Waitin' on Joe is the second studio album by American country music artist Steve Azar. It was released in 2002 on Mercury Nashville Records as the second album of his career, six years after his debut album Heartbreak Town. Waitin' on Joe features the singles "I Don't Have to be Me ('Til Monday)" and the title track "Waitin' on Joe". The former was Azar's biggest hit, reaching number 2 on the Billboard Hot Country Songs charts and number 35 on the Billboard Hot 100, making it his most successful single to date, while the title track peaked at number 28 on the country charts.

Critical reception
Brian O'Neill of Allmusic gave the album two stars out of five, saying that while Azar "even bucked industry trends by writing, alone or in collaborations, everything" on the album, but called the songs "a paint-by-numbers pandering to the prevalent country radio contingency." Country Standard Time reviewer Jeffrey B. Remz was more favorable, saying, "This is not a perfect album — a bit too contemporary sounding musically, but there's enough here to alleviate waitin' on Azar."

═══

▶ [Stated goal 1]: Show each line of the rows below that contains the string "brown". Case counts.

▶ [Excerpted records]:

═══

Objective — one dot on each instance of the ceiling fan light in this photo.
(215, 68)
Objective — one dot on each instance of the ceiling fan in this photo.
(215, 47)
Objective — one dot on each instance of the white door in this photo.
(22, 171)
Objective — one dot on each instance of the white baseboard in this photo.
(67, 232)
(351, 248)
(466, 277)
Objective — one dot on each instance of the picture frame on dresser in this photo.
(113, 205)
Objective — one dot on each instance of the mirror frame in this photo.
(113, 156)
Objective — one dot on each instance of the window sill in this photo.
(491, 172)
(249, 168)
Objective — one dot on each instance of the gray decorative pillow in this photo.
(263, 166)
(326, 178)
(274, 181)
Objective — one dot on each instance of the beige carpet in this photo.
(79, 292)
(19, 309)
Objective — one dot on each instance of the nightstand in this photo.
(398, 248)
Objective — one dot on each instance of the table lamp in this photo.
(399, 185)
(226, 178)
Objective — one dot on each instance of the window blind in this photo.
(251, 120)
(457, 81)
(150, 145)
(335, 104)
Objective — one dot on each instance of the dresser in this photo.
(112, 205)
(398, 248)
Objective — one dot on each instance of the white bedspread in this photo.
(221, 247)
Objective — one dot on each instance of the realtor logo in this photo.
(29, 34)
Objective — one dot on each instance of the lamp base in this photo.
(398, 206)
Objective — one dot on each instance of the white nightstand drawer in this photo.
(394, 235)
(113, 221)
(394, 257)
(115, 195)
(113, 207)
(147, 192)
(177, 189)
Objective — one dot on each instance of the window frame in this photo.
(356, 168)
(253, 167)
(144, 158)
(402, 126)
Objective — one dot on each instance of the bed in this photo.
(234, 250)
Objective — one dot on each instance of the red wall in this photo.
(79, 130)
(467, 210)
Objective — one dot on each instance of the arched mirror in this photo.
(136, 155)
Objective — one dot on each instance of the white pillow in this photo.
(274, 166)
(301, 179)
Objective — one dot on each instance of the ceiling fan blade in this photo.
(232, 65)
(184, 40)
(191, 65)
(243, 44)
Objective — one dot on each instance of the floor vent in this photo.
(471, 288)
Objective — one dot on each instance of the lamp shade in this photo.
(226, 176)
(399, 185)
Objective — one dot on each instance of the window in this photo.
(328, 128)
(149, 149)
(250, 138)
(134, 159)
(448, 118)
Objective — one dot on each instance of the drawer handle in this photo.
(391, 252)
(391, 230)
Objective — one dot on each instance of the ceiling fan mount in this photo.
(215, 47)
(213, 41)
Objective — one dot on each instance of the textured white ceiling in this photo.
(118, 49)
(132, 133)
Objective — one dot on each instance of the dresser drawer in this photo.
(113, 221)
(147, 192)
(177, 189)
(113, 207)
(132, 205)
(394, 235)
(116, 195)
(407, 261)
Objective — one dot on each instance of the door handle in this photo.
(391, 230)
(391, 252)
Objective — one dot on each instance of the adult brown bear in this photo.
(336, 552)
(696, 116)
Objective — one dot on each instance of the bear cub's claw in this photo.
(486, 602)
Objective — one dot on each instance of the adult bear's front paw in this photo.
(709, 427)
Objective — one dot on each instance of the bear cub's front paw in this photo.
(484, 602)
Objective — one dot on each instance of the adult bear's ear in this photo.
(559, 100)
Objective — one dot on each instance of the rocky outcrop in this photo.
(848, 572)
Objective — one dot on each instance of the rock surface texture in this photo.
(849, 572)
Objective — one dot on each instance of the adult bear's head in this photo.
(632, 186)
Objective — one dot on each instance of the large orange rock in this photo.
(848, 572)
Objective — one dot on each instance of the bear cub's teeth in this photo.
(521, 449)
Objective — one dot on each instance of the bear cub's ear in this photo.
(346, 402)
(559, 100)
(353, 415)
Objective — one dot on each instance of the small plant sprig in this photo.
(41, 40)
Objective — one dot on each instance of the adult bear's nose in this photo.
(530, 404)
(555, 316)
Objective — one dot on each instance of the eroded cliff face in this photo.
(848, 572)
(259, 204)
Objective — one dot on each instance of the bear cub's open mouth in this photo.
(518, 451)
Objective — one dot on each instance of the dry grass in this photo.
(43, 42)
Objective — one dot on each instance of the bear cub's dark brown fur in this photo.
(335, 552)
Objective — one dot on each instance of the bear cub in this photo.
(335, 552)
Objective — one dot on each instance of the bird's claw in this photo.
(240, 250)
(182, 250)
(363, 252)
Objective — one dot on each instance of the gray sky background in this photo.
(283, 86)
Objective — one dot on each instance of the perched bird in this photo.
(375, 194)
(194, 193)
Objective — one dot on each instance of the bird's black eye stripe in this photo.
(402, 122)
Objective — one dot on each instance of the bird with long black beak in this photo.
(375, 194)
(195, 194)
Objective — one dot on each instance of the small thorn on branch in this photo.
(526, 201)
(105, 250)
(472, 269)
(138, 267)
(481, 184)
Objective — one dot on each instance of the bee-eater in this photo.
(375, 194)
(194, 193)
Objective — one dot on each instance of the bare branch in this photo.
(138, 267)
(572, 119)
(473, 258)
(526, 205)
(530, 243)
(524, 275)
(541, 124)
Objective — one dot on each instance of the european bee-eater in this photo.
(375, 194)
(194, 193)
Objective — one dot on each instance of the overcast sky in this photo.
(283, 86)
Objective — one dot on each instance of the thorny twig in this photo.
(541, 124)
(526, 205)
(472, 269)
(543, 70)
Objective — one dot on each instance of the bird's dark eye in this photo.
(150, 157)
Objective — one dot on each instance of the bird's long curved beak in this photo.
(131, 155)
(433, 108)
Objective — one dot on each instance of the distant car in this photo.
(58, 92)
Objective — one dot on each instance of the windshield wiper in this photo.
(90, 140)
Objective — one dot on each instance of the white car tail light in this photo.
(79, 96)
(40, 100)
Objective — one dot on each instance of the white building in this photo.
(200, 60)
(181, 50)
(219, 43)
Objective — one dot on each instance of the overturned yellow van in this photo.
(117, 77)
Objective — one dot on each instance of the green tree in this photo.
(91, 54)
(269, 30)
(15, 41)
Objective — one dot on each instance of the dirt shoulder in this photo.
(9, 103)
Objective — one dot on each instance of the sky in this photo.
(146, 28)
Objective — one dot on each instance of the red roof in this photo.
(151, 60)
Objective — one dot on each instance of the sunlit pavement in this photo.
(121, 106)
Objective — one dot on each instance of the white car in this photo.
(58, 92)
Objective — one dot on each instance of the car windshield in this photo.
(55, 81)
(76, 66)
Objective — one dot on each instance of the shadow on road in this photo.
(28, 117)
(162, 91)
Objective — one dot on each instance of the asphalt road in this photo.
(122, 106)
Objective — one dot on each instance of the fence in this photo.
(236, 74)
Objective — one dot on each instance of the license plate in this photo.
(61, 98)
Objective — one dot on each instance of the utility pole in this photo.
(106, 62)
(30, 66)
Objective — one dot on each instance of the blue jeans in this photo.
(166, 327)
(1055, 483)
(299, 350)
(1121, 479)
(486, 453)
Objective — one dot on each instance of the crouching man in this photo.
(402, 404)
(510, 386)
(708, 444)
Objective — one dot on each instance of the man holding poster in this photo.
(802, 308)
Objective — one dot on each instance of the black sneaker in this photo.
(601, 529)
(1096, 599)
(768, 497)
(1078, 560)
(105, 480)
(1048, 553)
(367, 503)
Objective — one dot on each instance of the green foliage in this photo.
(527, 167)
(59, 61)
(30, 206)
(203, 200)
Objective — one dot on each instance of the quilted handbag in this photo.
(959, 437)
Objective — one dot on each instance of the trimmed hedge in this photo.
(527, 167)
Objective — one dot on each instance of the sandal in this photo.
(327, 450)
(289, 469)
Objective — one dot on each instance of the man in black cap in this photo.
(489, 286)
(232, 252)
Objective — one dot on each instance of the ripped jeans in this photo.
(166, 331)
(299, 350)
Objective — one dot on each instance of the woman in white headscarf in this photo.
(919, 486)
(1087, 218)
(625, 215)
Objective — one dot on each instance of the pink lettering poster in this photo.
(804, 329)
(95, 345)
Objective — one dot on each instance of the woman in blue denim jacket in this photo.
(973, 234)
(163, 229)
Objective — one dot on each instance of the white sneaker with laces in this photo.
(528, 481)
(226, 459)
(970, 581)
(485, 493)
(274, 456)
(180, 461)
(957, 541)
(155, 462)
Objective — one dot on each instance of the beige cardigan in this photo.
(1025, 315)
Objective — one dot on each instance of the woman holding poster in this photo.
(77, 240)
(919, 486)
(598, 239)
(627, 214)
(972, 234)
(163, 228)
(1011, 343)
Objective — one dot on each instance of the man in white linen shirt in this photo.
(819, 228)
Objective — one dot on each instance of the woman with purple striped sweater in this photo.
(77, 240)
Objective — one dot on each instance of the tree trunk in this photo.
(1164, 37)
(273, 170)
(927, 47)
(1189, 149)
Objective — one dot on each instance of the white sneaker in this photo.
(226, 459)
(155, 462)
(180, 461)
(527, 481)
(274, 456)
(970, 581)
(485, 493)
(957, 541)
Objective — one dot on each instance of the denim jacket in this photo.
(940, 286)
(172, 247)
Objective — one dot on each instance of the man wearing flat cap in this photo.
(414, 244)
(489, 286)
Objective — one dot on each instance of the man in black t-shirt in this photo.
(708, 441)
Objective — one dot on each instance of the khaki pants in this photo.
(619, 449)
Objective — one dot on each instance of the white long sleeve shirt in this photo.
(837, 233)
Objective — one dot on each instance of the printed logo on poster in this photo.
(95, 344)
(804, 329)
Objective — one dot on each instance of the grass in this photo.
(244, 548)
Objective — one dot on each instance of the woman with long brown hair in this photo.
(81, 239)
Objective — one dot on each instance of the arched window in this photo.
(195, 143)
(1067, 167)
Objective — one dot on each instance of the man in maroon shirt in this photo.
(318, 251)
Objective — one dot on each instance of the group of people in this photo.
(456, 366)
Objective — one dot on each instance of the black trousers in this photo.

═══

▶ [Stated goal 2]: In the album article, what position did the title track reach on the country charts?

▶ [Worked answer 1]:
Objective — one dot on each instance of the adult brown bear in this photo.
Objective — one dot on each instance of the bear cub's dark brown fur in this photo.
Objective — one dot on each instance of the woman with long brown hair in this photo.

▶ [Worked answer 2]: Number 28.